## Task description
Would you copy every one of the entries below word for word, leaving nothing out?
___ Record excerpts
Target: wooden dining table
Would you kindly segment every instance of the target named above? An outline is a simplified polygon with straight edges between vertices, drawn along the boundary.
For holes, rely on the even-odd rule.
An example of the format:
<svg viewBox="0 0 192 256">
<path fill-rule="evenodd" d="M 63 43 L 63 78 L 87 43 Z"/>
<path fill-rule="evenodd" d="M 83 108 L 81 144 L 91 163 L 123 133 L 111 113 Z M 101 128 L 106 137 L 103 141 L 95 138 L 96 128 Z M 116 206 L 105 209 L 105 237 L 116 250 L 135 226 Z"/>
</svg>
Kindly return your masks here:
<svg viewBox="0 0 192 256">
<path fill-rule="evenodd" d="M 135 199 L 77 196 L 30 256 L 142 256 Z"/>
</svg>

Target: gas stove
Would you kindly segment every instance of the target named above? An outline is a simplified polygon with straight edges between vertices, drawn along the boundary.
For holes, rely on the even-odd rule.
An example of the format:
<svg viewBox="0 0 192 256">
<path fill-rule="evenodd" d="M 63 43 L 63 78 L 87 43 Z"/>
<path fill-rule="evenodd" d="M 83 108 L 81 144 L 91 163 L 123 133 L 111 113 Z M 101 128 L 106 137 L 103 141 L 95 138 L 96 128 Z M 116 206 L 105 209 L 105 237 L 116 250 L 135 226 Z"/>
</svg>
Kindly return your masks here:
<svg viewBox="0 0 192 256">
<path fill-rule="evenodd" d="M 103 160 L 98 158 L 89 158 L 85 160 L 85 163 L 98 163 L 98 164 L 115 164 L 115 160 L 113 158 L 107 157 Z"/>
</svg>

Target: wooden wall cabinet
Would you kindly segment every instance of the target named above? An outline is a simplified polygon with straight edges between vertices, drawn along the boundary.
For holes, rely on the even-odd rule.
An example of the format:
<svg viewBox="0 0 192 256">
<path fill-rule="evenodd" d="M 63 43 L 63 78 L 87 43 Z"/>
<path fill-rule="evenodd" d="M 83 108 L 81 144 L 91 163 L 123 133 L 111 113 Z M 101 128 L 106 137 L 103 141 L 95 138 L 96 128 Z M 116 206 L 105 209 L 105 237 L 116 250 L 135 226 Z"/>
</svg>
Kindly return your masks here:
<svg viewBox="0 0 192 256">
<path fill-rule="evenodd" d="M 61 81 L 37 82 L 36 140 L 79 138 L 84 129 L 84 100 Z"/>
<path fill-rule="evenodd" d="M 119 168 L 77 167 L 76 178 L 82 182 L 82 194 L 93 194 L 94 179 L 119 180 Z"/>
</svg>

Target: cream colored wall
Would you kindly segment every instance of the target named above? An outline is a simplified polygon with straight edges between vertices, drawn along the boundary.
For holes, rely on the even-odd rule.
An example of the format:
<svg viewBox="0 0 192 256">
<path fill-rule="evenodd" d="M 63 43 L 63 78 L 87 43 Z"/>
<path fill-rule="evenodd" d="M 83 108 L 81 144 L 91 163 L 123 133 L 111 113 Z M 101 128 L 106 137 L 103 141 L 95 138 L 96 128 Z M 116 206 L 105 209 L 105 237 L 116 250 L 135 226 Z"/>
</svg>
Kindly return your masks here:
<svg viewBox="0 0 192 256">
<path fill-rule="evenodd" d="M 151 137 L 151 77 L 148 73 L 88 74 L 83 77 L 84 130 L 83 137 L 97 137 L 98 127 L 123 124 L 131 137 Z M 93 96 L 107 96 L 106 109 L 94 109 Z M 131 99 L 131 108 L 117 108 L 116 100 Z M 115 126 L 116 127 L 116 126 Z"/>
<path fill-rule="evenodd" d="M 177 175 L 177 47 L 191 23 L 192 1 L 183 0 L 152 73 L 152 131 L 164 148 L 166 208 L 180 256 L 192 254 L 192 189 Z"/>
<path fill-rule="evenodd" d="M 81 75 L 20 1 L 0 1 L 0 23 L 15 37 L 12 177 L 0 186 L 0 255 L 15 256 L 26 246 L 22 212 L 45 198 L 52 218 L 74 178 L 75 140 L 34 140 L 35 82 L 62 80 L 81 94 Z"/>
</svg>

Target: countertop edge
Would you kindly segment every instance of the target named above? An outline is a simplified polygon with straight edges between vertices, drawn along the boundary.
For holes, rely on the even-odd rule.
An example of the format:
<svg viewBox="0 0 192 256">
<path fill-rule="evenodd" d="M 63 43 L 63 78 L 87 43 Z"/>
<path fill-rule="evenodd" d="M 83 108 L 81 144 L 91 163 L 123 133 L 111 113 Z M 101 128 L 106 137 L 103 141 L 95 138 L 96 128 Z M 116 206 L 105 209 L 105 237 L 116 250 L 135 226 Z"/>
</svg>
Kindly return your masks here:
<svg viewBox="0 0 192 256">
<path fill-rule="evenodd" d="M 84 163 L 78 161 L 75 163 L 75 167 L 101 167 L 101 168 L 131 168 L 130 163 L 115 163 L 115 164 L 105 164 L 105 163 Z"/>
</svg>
______
## Solution to the problem
Target: wooden dining table
Would you kindly segment every instance of the target named above? An outline is a simplified polygon with straight edges between vertices, drawn along the boundary.
For holes, rely on the even-odd rule.
An example of the format:
<svg viewBox="0 0 192 256">
<path fill-rule="evenodd" d="M 63 43 L 63 78 L 87 43 Z"/>
<path fill-rule="evenodd" d="M 83 108 L 81 144 L 91 163 L 123 133 L 111 113 Z M 101 128 L 106 137 L 103 141 L 95 138 L 96 128 Z M 116 206 L 105 209 L 105 237 L 116 250 L 135 226 Z"/>
</svg>
Kindly return your masks here:
<svg viewBox="0 0 192 256">
<path fill-rule="evenodd" d="M 135 199 L 77 196 L 30 256 L 142 256 Z"/>
</svg>

Target: gas stove
Would you kindly segment every instance of the target named above? An outline is a simplified polygon with straight edges between vertices, drawn along the boundary.
For holes, rely on the even-odd rule.
An example of the format:
<svg viewBox="0 0 192 256">
<path fill-rule="evenodd" d="M 63 43 L 63 78 L 87 43 Z"/>
<path fill-rule="evenodd" d="M 83 108 L 81 144 L 91 163 L 123 133 L 111 113 Z M 101 128 L 106 137 L 103 141 L 95 138 L 96 128 Z M 116 206 L 105 209 L 105 237 L 116 250 L 135 226 Z"/>
</svg>
Kindly return your masks here:
<svg viewBox="0 0 192 256">
<path fill-rule="evenodd" d="M 103 160 L 98 158 L 89 158 L 85 160 L 85 163 L 98 163 L 98 164 L 115 164 L 115 160 L 113 158 L 107 157 Z"/>
</svg>

Target: wooden wall cabinet
Would you kindly segment every instance of the target named above? An outline is a simplified polygon with straight edges between vertices, drawn along the boundary.
For holes, rely on the even-odd rule.
An example of the format:
<svg viewBox="0 0 192 256">
<path fill-rule="evenodd" d="M 63 43 L 63 78 L 87 43 Z"/>
<path fill-rule="evenodd" d="M 83 108 L 81 144 L 91 163 L 123 133 L 111 113 Z M 101 128 L 106 137 L 103 141 L 95 138 L 96 128 Z M 116 206 L 105 209 L 105 237 L 116 250 L 135 226 Z"/>
</svg>
Kindly return your masks here:
<svg viewBox="0 0 192 256">
<path fill-rule="evenodd" d="M 61 81 L 37 82 L 36 140 L 79 138 L 84 129 L 84 100 Z"/>
<path fill-rule="evenodd" d="M 119 168 L 77 167 L 76 178 L 82 182 L 82 194 L 93 194 L 94 179 L 119 180 Z"/>
</svg>

Target: cream colored wall
Would you kindly segment every instance of the target named above? An outline is a simplified polygon with straight edges between vertices, drawn along the boundary.
For holes, rely on the even-odd rule.
An example of the format:
<svg viewBox="0 0 192 256">
<path fill-rule="evenodd" d="M 63 43 L 63 78 L 87 43 Z"/>
<path fill-rule="evenodd" d="M 83 108 L 81 144 L 91 163 L 123 133 L 111 113 Z M 101 128 L 106 137 L 103 141 L 95 138 L 96 128 Z M 116 206 L 105 209 L 105 237 L 116 250 L 135 226 Z"/>
</svg>
Kindly return your masks here:
<svg viewBox="0 0 192 256">
<path fill-rule="evenodd" d="M 151 137 L 151 77 L 148 73 L 88 74 L 83 77 L 84 130 L 83 137 L 97 137 L 98 127 L 123 124 L 131 137 Z M 93 96 L 107 96 L 106 109 L 94 109 Z M 131 99 L 131 108 L 117 108 L 116 100 Z M 115 126 L 116 127 L 116 126 Z"/>
<path fill-rule="evenodd" d="M 177 175 L 177 47 L 191 23 L 192 1 L 183 0 L 152 73 L 152 131 L 164 148 L 166 208 L 180 256 L 192 254 L 192 189 Z"/>
<path fill-rule="evenodd" d="M 81 75 L 20 1 L 0 1 L 0 23 L 15 37 L 12 177 L 0 186 L 0 255 L 15 256 L 26 246 L 22 212 L 45 198 L 52 218 L 74 178 L 75 140 L 34 140 L 35 82 L 62 80 L 81 94 Z"/>
</svg>

Target: countertop edge
Would you kindly segment every instance of the target named above? An outline is a simplified polygon with straight edges between vertices, drawn along the boundary.
For holes, rely on the even-odd rule.
An example of the format:
<svg viewBox="0 0 192 256">
<path fill-rule="evenodd" d="M 63 43 L 63 78 L 87 43 Z"/>
<path fill-rule="evenodd" d="M 83 108 L 81 144 L 91 163 L 123 133 L 111 113 Z M 101 128 L 106 137 L 103 141 L 95 138 L 96 128 Z M 116 206 L 105 209 L 105 237 L 116 250 L 135 226 Z"/>
</svg>
Kindly return your masks here:
<svg viewBox="0 0 192 256">
<path fill-rule="evenodd" d="M 84 163 L 78 161 L 75 163 L 75 167 L 101 167 L 101 168 L 131 168 L 130 163 L 115 163 L 115 164 L 105 164 L 105 163 Z"/>
</svg>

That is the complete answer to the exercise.